GIVEN RECORDS →
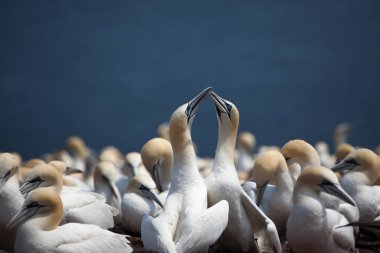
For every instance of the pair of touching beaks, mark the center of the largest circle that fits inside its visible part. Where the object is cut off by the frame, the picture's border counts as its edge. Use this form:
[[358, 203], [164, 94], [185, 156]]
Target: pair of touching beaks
[[221, 105]]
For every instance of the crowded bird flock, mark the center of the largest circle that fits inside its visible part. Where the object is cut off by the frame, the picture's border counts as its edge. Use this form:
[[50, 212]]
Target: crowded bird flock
[[297, 198]]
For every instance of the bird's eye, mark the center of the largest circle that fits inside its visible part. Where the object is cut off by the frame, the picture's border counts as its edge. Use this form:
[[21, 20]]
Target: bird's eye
[[33, 204], [35, 180], [228, 106], [7, 174], [352, 161]]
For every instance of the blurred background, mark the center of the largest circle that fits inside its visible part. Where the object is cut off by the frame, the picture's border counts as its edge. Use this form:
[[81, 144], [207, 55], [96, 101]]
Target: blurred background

WHAT TO WORK ON →
Lines holding the string "background": find them in the listing above and copy each one.

EXPECTED ANSWER →
For every instance of the blurred background, mark the center of the largest circle that fits inside its visible part. Where the object is cut off by the frame, the picture's border counts as its edge. Use this form:
Target: blurred background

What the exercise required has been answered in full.